Coordinate labeling data:
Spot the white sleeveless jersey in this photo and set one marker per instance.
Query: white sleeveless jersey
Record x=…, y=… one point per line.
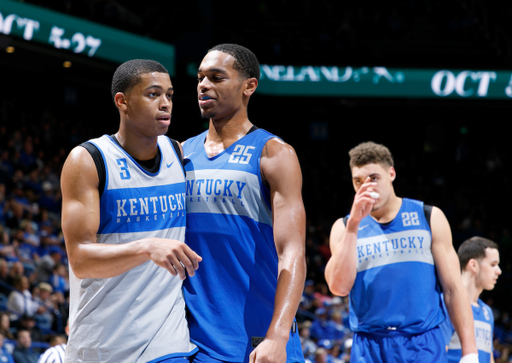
x=138, y=316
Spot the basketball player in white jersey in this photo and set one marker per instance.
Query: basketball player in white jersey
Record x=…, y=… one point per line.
x=123, y=219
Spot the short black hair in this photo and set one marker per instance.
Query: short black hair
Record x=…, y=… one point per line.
x=127, y=75
x=473, y=248
x=246, y=62
x=370, y=153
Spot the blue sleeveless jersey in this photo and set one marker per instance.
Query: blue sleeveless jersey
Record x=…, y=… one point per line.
x=484, y=328
x=396, y=287
x=229, y=224
x=138, y=316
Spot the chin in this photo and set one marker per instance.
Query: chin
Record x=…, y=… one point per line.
x=205, y=114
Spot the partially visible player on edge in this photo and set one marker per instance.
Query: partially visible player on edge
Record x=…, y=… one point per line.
x=385, y=254
x=57, y=351
x=246, y=218
x=123, y=218
x=479, y=262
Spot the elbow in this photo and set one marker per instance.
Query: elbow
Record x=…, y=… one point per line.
x=78, y=269
x=336, y=285
x=338, y=290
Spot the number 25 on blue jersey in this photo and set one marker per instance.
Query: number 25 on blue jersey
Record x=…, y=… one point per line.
x=125, y=173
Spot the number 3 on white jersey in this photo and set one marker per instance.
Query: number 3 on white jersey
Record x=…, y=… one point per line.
x=241, y=154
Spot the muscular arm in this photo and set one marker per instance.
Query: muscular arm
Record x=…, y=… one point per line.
x=341, y=269
x=80, y=223
x=280, y=168
x=455, y=294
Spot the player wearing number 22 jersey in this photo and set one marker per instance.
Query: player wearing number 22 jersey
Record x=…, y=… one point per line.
x=387, y=256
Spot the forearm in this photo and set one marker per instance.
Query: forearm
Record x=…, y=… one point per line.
x=102, y=260
x=341, y=269
x=457, y=302
x=290, y=284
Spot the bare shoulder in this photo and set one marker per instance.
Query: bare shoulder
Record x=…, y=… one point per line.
x=441, y=232
x=278, y=159
x=79, y=170
x=276, y=147
x=337, y=230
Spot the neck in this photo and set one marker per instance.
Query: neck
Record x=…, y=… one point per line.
x=468, y=279
x=223, y=133
x=389, y=210
x=139, y=147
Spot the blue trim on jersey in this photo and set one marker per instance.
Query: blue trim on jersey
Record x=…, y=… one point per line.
x=176, y=154
x=107, y=174
x=484, y=327
x=135, y=161
x=174, y=355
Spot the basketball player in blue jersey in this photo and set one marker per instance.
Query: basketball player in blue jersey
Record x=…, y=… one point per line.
x=479, y=261
x=392, y=255
x=123, y=219
x=245, y=217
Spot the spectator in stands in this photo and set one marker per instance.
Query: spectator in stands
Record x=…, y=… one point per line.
x=20, y=300
x=17, y=270
x=22, y=352
x=5, y=325
x=347, y=348
x=320, y=356
x=335, y=328
x=46, y=301
x=4, y=275
x=45, y=267
x=308, y=346
x=57, y=350
x=5, y=356
x=28, y=323
x=319, y=327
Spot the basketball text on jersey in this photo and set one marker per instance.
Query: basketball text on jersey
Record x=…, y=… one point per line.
x=224, y=191
x=413, y=245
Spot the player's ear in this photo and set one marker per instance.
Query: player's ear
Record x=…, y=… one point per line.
x=472, y=265
x=120, y=100
x=250, y=86
x=392, y=173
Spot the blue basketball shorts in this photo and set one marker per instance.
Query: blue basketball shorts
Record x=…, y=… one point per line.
x=293, y=352
x=393, y=347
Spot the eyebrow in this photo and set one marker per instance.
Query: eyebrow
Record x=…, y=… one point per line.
x=371, y=175
x=159, y=87
x=221, y=70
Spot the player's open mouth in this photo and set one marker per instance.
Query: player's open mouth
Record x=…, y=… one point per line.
x=205, y=100
x=164, y=118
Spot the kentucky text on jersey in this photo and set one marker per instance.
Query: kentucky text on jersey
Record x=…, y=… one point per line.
x=413, y=245
x=143, y=209
x=155, y=206
x=216, y=187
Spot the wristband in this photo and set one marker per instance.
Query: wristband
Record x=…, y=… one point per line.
x=470, y=358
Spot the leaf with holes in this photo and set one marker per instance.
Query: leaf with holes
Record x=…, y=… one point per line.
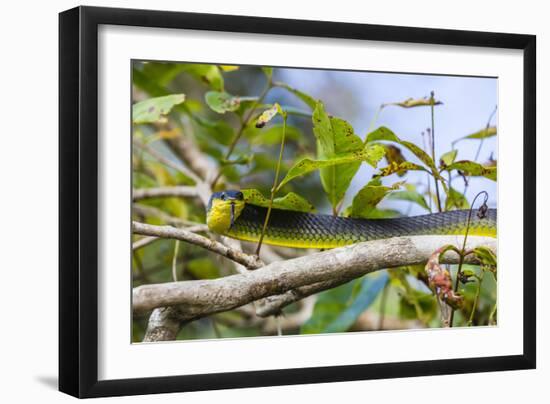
x=448, y=158
x=335, y=137
x=400, y=169
x=369, y=196
x=394, y=155
x=411, y=196
x=222, y=102
x=455, y=200
x=370, y=154
x=290, y=201
x=383, y=133
x=155, y=109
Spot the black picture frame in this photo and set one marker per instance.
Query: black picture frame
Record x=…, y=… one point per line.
x=78, y=196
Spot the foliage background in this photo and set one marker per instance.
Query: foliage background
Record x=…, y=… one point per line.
x=468, y=104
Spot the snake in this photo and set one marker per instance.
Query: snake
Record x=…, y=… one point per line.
x=230, y=215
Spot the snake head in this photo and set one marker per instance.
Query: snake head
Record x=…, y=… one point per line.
x=224, y=209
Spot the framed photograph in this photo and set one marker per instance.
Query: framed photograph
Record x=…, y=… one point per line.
x=251, y=201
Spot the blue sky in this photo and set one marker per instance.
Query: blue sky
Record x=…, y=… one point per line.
x=356, y=96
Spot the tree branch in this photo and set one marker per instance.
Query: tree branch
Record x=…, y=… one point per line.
x=204, y=297
x=249, y=261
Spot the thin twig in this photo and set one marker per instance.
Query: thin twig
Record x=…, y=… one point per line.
x=142, y=242
x=244, y=124
x=175, y=261
x=432, y=107
x=463, y=250
x=274, y=188
x=249, y=261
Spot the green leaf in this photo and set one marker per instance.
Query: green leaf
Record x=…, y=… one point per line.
x=290, y=201
x=448, y=158
x=162, y=73
x=228, y=68
x=371, y=154
x=471, y=168
x=486, y=256
x=399, y=169
x=412, y=103
x=309, y=100
x=456, y=200
x=414, y=300
x=481, y=134
x=328, y=307
x=268, y=71
x=218, y=130
x=335, y=137
x=411, y=196
x=222, y=102
x=394, y=155
x=369, y=289
x=369, y=196
x=208, y=74
x=383, y=133
x=273, y=135
x=154, y=109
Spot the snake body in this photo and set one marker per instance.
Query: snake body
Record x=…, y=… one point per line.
x=307, y=230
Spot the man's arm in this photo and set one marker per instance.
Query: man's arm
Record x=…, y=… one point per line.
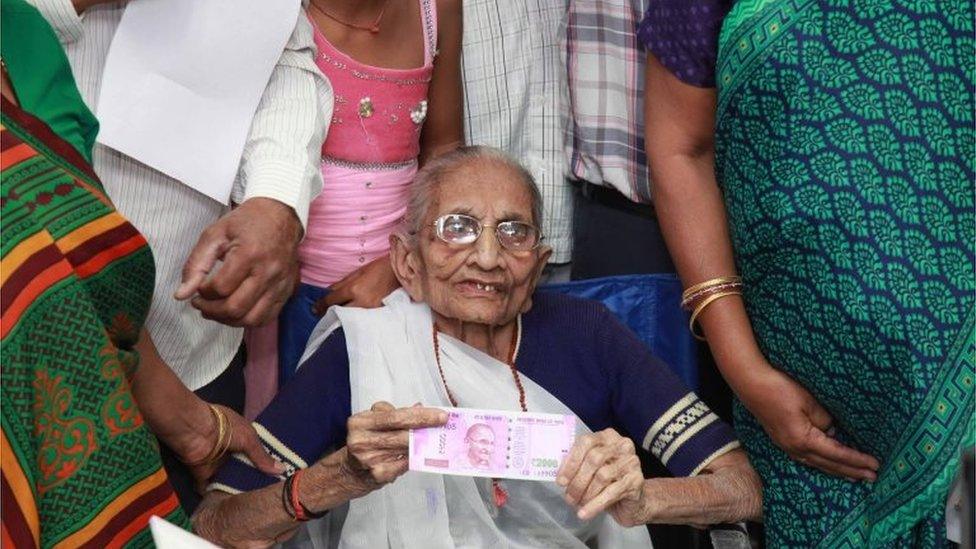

**Given task:** Present every line of the data above as a Markdown table with the columns "No." and "Line", skipping blank lines and leaving the pictures out.

**Exercise output:**
| No. | Line |
|---|---|
| 1 | Spot the white sleeveless jersey in this photo and set one marker per instance. |
| 2 | Query: white sleeveless jersey |
| 3 | Record x=…, y=… one point per line. |
| 4 | x=138, y=316 |
| 5 | Spot the basketball player in white jersey in this photo and set one marker per instance. |
| 6 | Query: basketball player in white jersey |
| 7 | Record x=…, y=… one point per line. |
| 8 | x=123, y=219 |
| 9 | Spot the short black hair in this photo and set one marker per instance. |
| 10 | Query: short black hair |
| 11 | Record x=…, y=… one point per line. |
| 12 | x=127, y=75 |
| 13 | x=473, y=248 |
| 14 | x=246, y=62 |
| 15 | x=370, y=153 |
| 16 | Spot the blue sleeveless jersey in this photo and set one marker per instance. |
| 17 | Query: blue sleeveless jersey |
| 18 | Record x=…, y=… one point per line. |
| 19 | x=484, y=328 |
| 20 | x=396, y=287 |
| 21 | x=229, y=224 |
| 22 | x=138, y=316 |
| 23 | Spot the chin in this photo and set one marker per instance. |
| 24 | Query: chin |
| 25 | Record x=…, y=… one point per line. |
| 26 | x=205, y=114 |
| 27 | Spot the partially visible player on edge in this photo and set one marker per instance. |
| 28 | Query: partially visible player on edge |
| 29 | Record x=…, y=… one point per line. |
| 30 | x=385, y=254 |
| 31 | x=57, y=351 |
| 32 | x=246, y=218 |
| 33 | x=123, y=218 |
| 34 | x=479, y=262 |
| 35 | Spot the elbow in this photo and set one marker per instance. |
| 36 | Query: elbow |
| 37 | Record x=…, y=… one point per line. |
| 38 | x=78, y=269 |
| 39 | x=336, y=285 |
| 40 | x=338, y=290 |
| 41 | Spot the number 25 on blue jersey in this photo and set one marker per instance. |
| 42 | Query: number 25 on blue jersey |
| 43 | Record x=…, y=… one point per line. |
| 44 | x=125, y=173 |
| 45 | Spot the number 3 on white jersey in this photo and set one marker per instance. |
| 46 | Query: number 3 on white jersey |
| 47 | Record x=…, y=… one point per line. |
| 48 | x=241, y=154 |
| 49 | Spot the muscular arm in this photo and set one marker per instance. |
| 50 | Query: muscular arm |
| 51 | Record x=…, y=… one point per line. |
| 52 | x=341, y=269 |
| 53 | x=80, y=223 |
| 54 | x=280, y=168 |
| 55 | x=455, y=294 |
| 56 | Spot the player wearing number 22 jersey in this photo and set one marker per instance. |
| 57 | Query: player wearing number 22 jersey |
| 58 | Record x=…, y=… one point per line. |
| 59 | x=387, y=256 |
| 60 | Spot the forearm in this photo and set one marker per instance. |
| 61 | Query: forearm |
| 62 | Record x=…, y=… one point per line. |
| 63 | x=102, y=260 |
| 64 | x=341, y=269 |
| 65 | x=457, y=302 |
| 66 | x=290, y=284 |
| 67 | Spot the bare shoulder in this photo and set one marker per instance. |
| 68 | Query: bare shoulder |
| 69 | Record x=…, y=… one point per line. |
| 70 | x=441, y=232 |
| 71 | x=278, y=159 |
| 72 | x=79, y=170 |
| 73 | x=276, y=147 |
| 74 | x=337, y=230 |
| 75 | Spot the neck in this photo and set one marker per instance. |
| 76 | Query: neck |
| 77 | Record x=…, y=… one point per line. |
| 78 | x=468, y=279 |
| 79 | x=223, y=133 |
| 80 | x=389, y=210 |
| 81 | x=139, y=147 |
| 82 | Spot the blue trim on jersey in this photo and set one marker per instance. |
| 83 | Query: blue trim on jersey |
| 84 | Record x=…, y=… one point per line. |
| 85 | x=176, y=154 |
| 86 | x=107, y=174 |
| 87 | x=484, y=327 |
| 88 | x=135, y=161 |
| 89 | x=174, y=355 |
| 90 | Spot the basketball player in blue jersey in this photo and set one marker per instance. |
| 91 | Query: basketball player in blue jersey |
| 92 | Record x=…, y=… one point per line. |
| 93 | x=479, y=261 |
| 94 | x=392, y=255 |
| 95 | x=123, y=219 |
| 96 | x=245, y=217 |
| 97 | Spot the spectator in stands in this photo and set one marker per instance. |
| 98 | Query: spectator in stands |
| 99 | Record x=…, y=… one point per line. |
| 100 | x=20, y=300 |
| 101 | x=17, y=270 |
| 102 | x=22, y=352 |
| 103 | x=5, y=325 |
| 104 | x=347, y=348 |
| 105 | x=320, y=356 |
| 106 | x=335, y=328 |
| 107 | x=46, y=301 |
| 108 | x=4, y=275 |
| 109 | x=45, y=267 |
| 110 | x=308, y=346 |
| 111 | x=57, y=350 |
| 112 | x=5, y=356 |
| 113 | x=28, y=323 |
| 114 | x=319, y=327 |
| 115 | Spot the basketball text on jersey in this photo and set one marker per instance. |
| 116 | Query: basketball text on jersey |
| 117 | Record x=…, y=… one point per line. |
| 118 | x=224, y=191 |
| 119 | x=413, y=245 |
| 120 | Spot the player's ear in this photo and set one marker per instance. |
| 121 | Query: player's ear |
| 122 | Record x=…, y=… one point per line. |
| 123 | x=472, y=265 |
| 124 | x=120, y=100 |
| 125 | x=250, y=86 |
| 126 | x=392, y=173 |
| 127 | Spot the blue basketball shorts in this photo and set one marker per instance. |
| 128 | Query: blue basketball shorts |
| 129 | Record x=…, y=… one point per line. |
| 130 | x=293, y=352 |
| 131 | x=393, y=347 |
| 132 | Spot the eyebrow in this photo and set one marker per instance. |
| 133 | Query: eyebrow |
| 134 | Record x=…, y=… one point per line. |
| 135 | x=371, y=175 |
| 136 | x=159, y=87 |
| 137 | x=221, y=70 |
| 138 | Spot the player's open mouth in this photo and set one marker per instance. |
| 139 | Query: player's open mouth |
| 140 | Record x=…, y=… one point per line. |
| 141 | x=205, y=100 |
| 142 | x=164, y=118 |
| 143 | Spot the kentucky text on jersey in this photo and set one marker per instance. |
| 144 | Query: kentucky text on jersey |
| 145 | Record x=…, y=… one point per line. |
| 146 | x=413, y=245 |
| 147 | x=143, y=209 |
| 148 | x=155, y=206 |
| 149 | x=216, y=187 |
| 150 | Spot the wristband in this photo and set one marker per instance. |
| 151 | Query: wristband |
| 152 | Record x=…, y=… one point per line. |
| 153 | x=470, y=358 |
| 154 | Spot the leaf with holes in this photo and set one marker per instance. |
| 155 | Query: leaf with holes |
| 156 | Record x=…, y=… one point per line. |
| 157 | x=448, y=158 |
| 158 | x=335, y=137 |
| 159 | x=400, y=169 |
| 160 | x=369, y=196 |
| 161 | x=394, y=155 |
| 162 | x=411, y=196 |
| 163 | x=222, y=102 |
| 164 | x=455, y=200 |
| 165 | x=370, y=154 |
| 166 | x=290, y=201 |
| 167 | x=383, y=133 |
| 168 | x=155, y=109 |
| 169 | Spot the black picture frame in this photo and set one marker per instance. |
| 170 | Query: black picture frame |
| 171 | Record x=…, y=… one point per line. |
| 172 | x=78, y=196 |
| 173 | Spot the foliage background in this photo and set one marker per instance. |
| 174 | Query: foliage background |
| 175 | Record x=…, y=… one point per line. |
| 176 | x=468, y=104 |
| 177 | Spot the snake in this photo and set one marker per instance. |
| 178 | Query: snake |
| 179 | Record x=…, y=… one point per line. |
| 180 | x=230, y=215 |
| 181 | Spot the snake head in this photo and set one marker per instance. |
| 182 | Query: snake head |
| 183 | Record x=…, y=… one point per line. |
| 184 | x=224, y=209 |
| 185 | Spot the framed photograph in this photo and set one marker per instance. |
| 186 | Query: framed photograph |
| 187 | Record x=…, y=… one point per line. |
| 188 | x=251, y=201 |
| 189 | Spot the blue sky in this photo and set one marker per instance. |
| 190 | Query: blue sky |
| 191 | Record x=…, y=… one point per line. |
| 192 | x=356, y=96 |
| 193 | Spot the tree branch in this photo and set one marker per instance. |
| 194 | Query: tree branch |
| 195 | Record x=…, y=… one point per line. |
| 196 | x=204, y=297 |
| 197 | x=249, y=261 |
| 198 | Spot the thin twig in this photo and set one marker per instance. |
| 199 | Query: thin twig |
| 200 | Record x=…, y=… one point per line. |
| 201 | x=142, y=242 |
| 202 | x=244, y=124 |
| 203 | x=175, y=261 |
| 204 | x=432, y=107 |
| 205 | x=463, y=250 |
| 206 | x=274, y=188 |
| 207 | x=249, y=261 |
| 208 | Spot the green leaf in this photo and set one marker per instance. |
| 209 | Query: green leaf |
| 210 | Record x=…, y=… one point per line. |
| 211 | x=290, y=201 |
| 212 | x=448, y=158 |
| 213 | x=162, y=73 |
| 214 | x=228, y=68 |
| 215 | x=371, y=154 |
| 216 | x=471, y=168 |
| 217 | x=486, y=256 |
| 218 | x=399, y=169 |
| 219 | x=412, y=103 |
| 220 | x=309, y=100 |
| 221 | x=456, y=200 |
| 222 | x=414, y=300 |
| 223 | x=481, y=134 |
| 224 | x=328, y=307 |
| 225 | x=268, y=71 |
| 226 | x=218, y=130 |
| 227 | x=335, y=137 |
| 228 | x=411, y=196 |
| 229 | x=222, y=102 |
| 230 | x=394, y=155 |
| 231 | x=369, y=289 |
| 232 | x=369, y=196 |
| 233 | x=208, y=74 |
| 234 | x=383, y=133 |
| 235 | x=273, y=135 |
| 236 | x=154, y=109 |
| 237 | Spot the snake body in this photo and set one marker per instance. |
| 238 | Query: snake body |
| 239 | Record x=…, y=… one point per line. |
| 240 | x=307, y=230 |
| 241 | Spot the man's arm in this photo and set one marker per instance. |
| 242 | Query: man's arm |
| 243 | Record x=…, y=… one point per line. |